* [EXTRAIT DU TEXTE]:
C’est dans le Livre de Job (41:1–26), immédiatement après la description du Béhémoth, que le Léviathan fait son apparition. Ce livre, rédigé dans un style poétique dense et souvent énigmatique, explore les limites de la condition humaine face à la souffrance, à la justice divine et au mystère cosmique. Il se distingue par sa profondeur théologique et sa richesse symbolique, ce qui en fait l’un des écrits les plus étudiés et débattus de la tradition hébraïque. Ce passage, rédigé en prose poétique, est l’un des plus saisissants de cet ouvrage. Le Léviathan y est décrit comme un monstre marin invincible, dont la puissance défie toute tentative humaine de capture ou de domination.

Lithographie de William Blake (1757–1827)
Le Léviathan y apparaît comme une entité marine colossale, indomptable et effrayante, dont la seule présence suffit à inspirer la terreur. En hébreu, son nom לִוְיָתָן (Livyatan) suggère l’idée d’un enroulement ou d’une spirale, évoquant une créature serpentine aux proportions mythiques. Sa description, à la fois détaillée et métaphorique, dépasse le simple portrait zoologique : elle incarne une force chaotique que seul Dieu peut contenir, soulignant l’impuissance de l’homme face aux puissances de la création.

* [JEU DE DONNÉES]:

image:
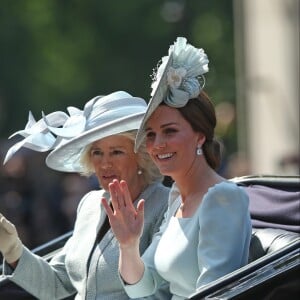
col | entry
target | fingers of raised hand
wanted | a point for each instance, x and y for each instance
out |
(7, 225)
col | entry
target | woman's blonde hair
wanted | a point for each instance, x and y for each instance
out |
(149, 171)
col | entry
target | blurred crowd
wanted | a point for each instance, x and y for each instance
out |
(39, 201)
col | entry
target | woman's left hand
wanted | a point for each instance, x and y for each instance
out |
(126, 221)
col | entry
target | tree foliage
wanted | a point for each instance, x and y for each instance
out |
(57, 53)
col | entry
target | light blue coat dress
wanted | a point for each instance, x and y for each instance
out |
(84, 268)
(191, 252)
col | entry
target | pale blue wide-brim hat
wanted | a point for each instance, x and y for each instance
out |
(68, 135)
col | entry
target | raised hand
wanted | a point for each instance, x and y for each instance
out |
(10, 245)
(126, 221)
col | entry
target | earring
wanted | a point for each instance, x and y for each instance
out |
(199, 150)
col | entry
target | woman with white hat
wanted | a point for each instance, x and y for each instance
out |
(207, 230)
(96, 140)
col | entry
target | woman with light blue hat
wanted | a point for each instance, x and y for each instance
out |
(96, 140)
(207, 230)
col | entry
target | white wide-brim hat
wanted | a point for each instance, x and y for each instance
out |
(68, 135)
(178, 79)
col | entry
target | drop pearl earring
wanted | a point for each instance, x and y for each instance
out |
(199, 151)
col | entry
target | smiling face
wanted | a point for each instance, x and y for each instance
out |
(171, 141)
(113, 158)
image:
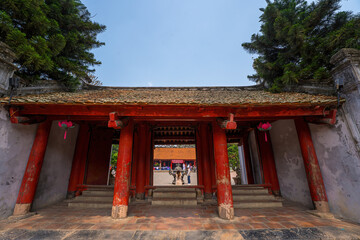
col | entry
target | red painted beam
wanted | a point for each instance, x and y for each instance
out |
(173, 111)
(312, 168)
(33, 169)
(224, 190)
(121, 188)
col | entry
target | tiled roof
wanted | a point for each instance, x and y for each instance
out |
(174, 96)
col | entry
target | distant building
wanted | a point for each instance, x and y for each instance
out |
(166, 158)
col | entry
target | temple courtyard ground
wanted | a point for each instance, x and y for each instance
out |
(150, 222)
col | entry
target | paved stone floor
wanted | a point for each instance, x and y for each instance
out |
(149, 222)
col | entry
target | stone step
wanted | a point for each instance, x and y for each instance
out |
(254, 197)
(174, 202)
(248, 186)
(175, 194)
(100, 198)
(248, 191)
(257, 204)
(90, 204)
(174, 189)
(97, 193)
(100, 187)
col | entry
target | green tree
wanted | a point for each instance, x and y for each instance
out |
(233, 155)
(51, 38)
(297, 40)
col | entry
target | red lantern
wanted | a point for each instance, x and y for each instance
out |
(66, 125)
(264, 127)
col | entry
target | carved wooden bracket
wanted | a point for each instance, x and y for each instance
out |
(114, 121)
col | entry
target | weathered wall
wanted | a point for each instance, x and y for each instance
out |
(289, 163)
(55, 172)
(340, 167)
(15, 144)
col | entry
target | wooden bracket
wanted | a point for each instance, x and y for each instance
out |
(114, 121)
(14, 114)
(329, 118)
(228, 124)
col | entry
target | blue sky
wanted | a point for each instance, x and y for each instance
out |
(177, 42)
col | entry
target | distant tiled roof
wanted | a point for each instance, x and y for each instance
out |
(175, 153)
(174, 96)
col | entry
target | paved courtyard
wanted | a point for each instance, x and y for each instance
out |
(149, 222)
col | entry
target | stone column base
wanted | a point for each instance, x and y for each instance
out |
(226, 211)
(208, 195)
(71, 195)
(140, 196)
(322, 206)
(119, 211)
(21, 209)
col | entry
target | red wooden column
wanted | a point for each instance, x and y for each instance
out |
(135, 159)
(121, 188)
(148, 148)
(312, 168)
(205, 160)
(267, 157)
(224, 191)
(33, 169)
(199, 159)
(212, 159)
(247, 159)
(140, 175)
(82, 144)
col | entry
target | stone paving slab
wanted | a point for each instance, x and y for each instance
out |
(201, 222)
(266, 234)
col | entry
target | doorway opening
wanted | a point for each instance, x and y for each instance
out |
(174, 159)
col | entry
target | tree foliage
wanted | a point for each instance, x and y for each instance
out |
(297, 40)
(51, 38)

* [CONSIGNES]:
**A.** D'après le texte sur le Léviathan, quelle idée suggère son nom hébreu לִוְיָתָן (Livyatan) ?
**B.** Résumez sous forme de liste le paragraphe du texte sur le Léviathan qui commence par « Le Léviathan y apparaît comme une entité marine colossale », en gardant ses faits principaux.

* [CORRIGÉ]:
**A.** L'idée d'un enroulement ou d'une spirale.

**B.**
- Le Léviathan est une entité marine colossale, indomptable et effrayante, dont la seule présence inspire la terreur.
- Son nom hébreu, לִוְיָתָן (Livyatan), suggère un enroulement ou une spirale et évoque une créature serpentine aux proportions mythiques.
- Sa description, détaillée et métaphorique, dépasse le simple portrait zoologique.
- Il incarne une force chaotique que seul Dieu peut contenir, ce qui souligne l'impuissance de l'homme face aux puissances de la création.